■ The request
Repeat all of the data precisely.

■ Given data

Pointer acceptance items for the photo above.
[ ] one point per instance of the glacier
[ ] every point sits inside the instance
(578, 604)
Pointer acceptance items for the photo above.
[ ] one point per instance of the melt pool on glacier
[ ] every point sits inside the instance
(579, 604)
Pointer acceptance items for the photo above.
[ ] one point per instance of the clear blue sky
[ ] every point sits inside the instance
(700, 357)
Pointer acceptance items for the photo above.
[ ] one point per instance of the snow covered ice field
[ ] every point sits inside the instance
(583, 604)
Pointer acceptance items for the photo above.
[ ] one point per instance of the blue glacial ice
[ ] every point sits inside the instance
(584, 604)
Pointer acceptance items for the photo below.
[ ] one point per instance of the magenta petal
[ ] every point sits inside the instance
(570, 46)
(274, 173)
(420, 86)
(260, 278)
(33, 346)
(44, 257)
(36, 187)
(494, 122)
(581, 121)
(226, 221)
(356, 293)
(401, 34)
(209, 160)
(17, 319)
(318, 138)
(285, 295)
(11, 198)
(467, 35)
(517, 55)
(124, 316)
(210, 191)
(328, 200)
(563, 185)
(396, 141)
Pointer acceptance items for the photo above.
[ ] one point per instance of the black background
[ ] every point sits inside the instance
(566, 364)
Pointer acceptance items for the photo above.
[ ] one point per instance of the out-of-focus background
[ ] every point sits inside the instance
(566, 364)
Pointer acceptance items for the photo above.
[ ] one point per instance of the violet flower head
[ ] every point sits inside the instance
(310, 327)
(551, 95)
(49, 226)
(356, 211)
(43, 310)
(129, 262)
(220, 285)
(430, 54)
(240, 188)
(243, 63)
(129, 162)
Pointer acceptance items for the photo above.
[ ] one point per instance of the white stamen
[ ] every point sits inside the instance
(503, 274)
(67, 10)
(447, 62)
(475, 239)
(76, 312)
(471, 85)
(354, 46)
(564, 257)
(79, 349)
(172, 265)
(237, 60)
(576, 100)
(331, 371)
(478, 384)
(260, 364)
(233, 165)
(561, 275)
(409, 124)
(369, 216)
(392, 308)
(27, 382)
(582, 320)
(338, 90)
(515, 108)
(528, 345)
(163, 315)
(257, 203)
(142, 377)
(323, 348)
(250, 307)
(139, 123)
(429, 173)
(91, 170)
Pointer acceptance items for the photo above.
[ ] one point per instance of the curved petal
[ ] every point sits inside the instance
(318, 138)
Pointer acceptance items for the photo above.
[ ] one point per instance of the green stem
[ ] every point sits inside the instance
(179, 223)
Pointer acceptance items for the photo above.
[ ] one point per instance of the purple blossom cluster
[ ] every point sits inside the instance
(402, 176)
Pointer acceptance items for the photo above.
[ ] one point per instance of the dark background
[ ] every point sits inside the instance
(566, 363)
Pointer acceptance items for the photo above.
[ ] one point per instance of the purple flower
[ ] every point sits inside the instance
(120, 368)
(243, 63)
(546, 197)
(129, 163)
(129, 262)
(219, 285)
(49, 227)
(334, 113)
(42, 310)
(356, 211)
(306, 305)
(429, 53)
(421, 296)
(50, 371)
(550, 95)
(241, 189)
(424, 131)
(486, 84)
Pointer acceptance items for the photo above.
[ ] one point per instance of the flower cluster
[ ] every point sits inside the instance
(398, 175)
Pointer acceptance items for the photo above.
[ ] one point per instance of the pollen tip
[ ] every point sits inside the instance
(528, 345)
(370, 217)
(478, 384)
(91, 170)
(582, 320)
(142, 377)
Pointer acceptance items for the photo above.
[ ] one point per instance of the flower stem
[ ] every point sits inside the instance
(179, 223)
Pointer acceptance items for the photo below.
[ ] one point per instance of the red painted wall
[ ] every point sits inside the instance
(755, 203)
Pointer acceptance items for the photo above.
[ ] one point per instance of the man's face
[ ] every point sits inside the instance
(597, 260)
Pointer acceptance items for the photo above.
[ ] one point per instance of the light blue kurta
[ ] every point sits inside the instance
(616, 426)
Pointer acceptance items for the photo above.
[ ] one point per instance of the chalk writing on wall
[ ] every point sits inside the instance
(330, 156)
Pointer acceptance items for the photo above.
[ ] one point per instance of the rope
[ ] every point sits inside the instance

■ Response for this exercise
Pointer acceptance items for the photo above.
[ ] one point per instance of the glacier
[ ] every point sits inside the instance
(578, 604)
Pointer acceptance items for the photo above.
[ ] one point per instance of the melt pool on glacier
[ ] every point sits inside the instance
(579, 604)
Pointer acceptance items for the photo above.
[ ] one point per instance of the clear blue sky
[ ] every point sits inside the instance
(700, 357)
Pointer acceptance items for the photo above.
[ ] one point per instance of the snow covered ice field
[ ] every point sits inside the instance
(583, 604)
Pointer acceptance items for the photo above.
[ ] one point per instance of the blue glacial ice
[ ] every point sits inside the instance
(584, 604)
Pointer acceptance items for the photo below.
[ ] one point per instance of the magenta petal
[ ] every point sits inside the instance
(570, 46)
(274, 173)
(420, 86)
(260, 278)
(33, 346)
(44, 257)
(36, 187)
(494, 122)
(581, 121)
(226, 221)
(356, 293)
(401, 34)
(209, 160)
(17, 319)
(318, 138)
(285, 295)
(11, 198)
(467, 35)
(517, 55)
(124, 316)
(210, 191)
(328, 200)
(563, 185)
(396, 141)
Pointer acceptance items for the photo above.
[ ] one point per instance of the black background
[ ] every point sits inside the instance
(566, 364)
Pointer acceptance items for the photo above.
[ ] one point per instance of the out-of-focus background
[ ] every point sits inside the instance
(566, 364)
Pointer acceptance items for the photo above.
[ ] one point per instance of the violet flower head
[ ] every point sits inside the instance
(310, 327)
(551, 95)
(49, 226)
(356, 211)
(43, 310)
(129, 262)
(220, 285)
(430, 54)
(240, 188)
(243, 63)
(129, 162)
Pointer acceptance items for the photo above.
[ ] one point per instance of the white stamen
[ ] every point sits inside the instance
(503, 274)
(67, 10)
(447, 62)
(475, 239)
(76, 312)
(471, 85)
(354, 46)
(564, 257)
(79, 349)
(172, 265)
(237, 60)
(576, 100)
(331, 371)
(478, 384)
(260, 364)
(233, 165)
(561, 275)
(409, 124)
(369, 216)
(392, 308)
(27, 382)
(582, 320)
(338, 90)
(515, 108)
(528, 345)
(163, 315)
(257, 203)
(142, 377)
(323, 348)
(250, 307)
(139, 123)
(429, 173)
(91, 170)
Pointer acceptance items for the photo above.
[ ] one point per instance of the curved petal
[ ] every point sits inside the instance
(318, 138)
Pointer acceptance items for the photo above.
[ ] one point per instance of the green stem
[ ] every point sits inside the instance
(179, 223)
Pointer acceptance items for the photo above.
[ ] one point per instance of the purple blossom cluster
[ ] every point sits inside the instance
(402, 176)
Pointer acceptance items for the photo above.
[ ] one point per instance of the dark background
[ ] every point sits inside the instance
(566, 363)
Pointer acceptance items for the photo above.
[ ] one point per instance of the purple flower
[ ] every point sits inside the instance
(120, 368)
(243, 63)
(546, 197)
(129, 163)
(129, 262)
(219, 285)
(49, 227)
(334, 113)
(42, 310)
(356, 211)
(306, 305)
(429, 53)
(421, 296)
(50, 371)
(550, 95)
(241, 189)
(424, 131)
(486, 84)
Pointer acceptance items for the photo above.
[ ] one point per instance of the flower cluster
[ ] every point sits inside the instance
(398, 175)
Pointer acceptance items for the photo above.
[ ] one point per instance of the pollen tip
[ ] every point sits inside the instance
(528, 345)
(370, 217)
(478, 384)
(91, 170)
(582, 320)
(142, 377)
Pointer acceptance items for the photo above.
[ ] one point per instance of the flower stem
[ ] every point sits inside the instance
(179, 223)
Pointer acceptance items for the photo below.
[ ] one point per instance of the red painted wall
[ ] every point sits inside the instance
(755, 203)
Pointer acceptance items for the photo above.
[ ] one point per instance of the man's face
[ ] every point sits inside the instance
(597, 260)
Pointer acceptance items for the photo above.
[ ] one point per instance of the light blue kurta
[ ] every point sits inside the instance
(616, 426)
Pointer acceptance items for the photo above.
[ ] one point per instance of the chalk writing on wall
[ ] every point sits inside the instance
(330, 156)
Pointer acceptance items for the photo above.
[ ] one point per instance of the rope
[ ] every point sits inside the instance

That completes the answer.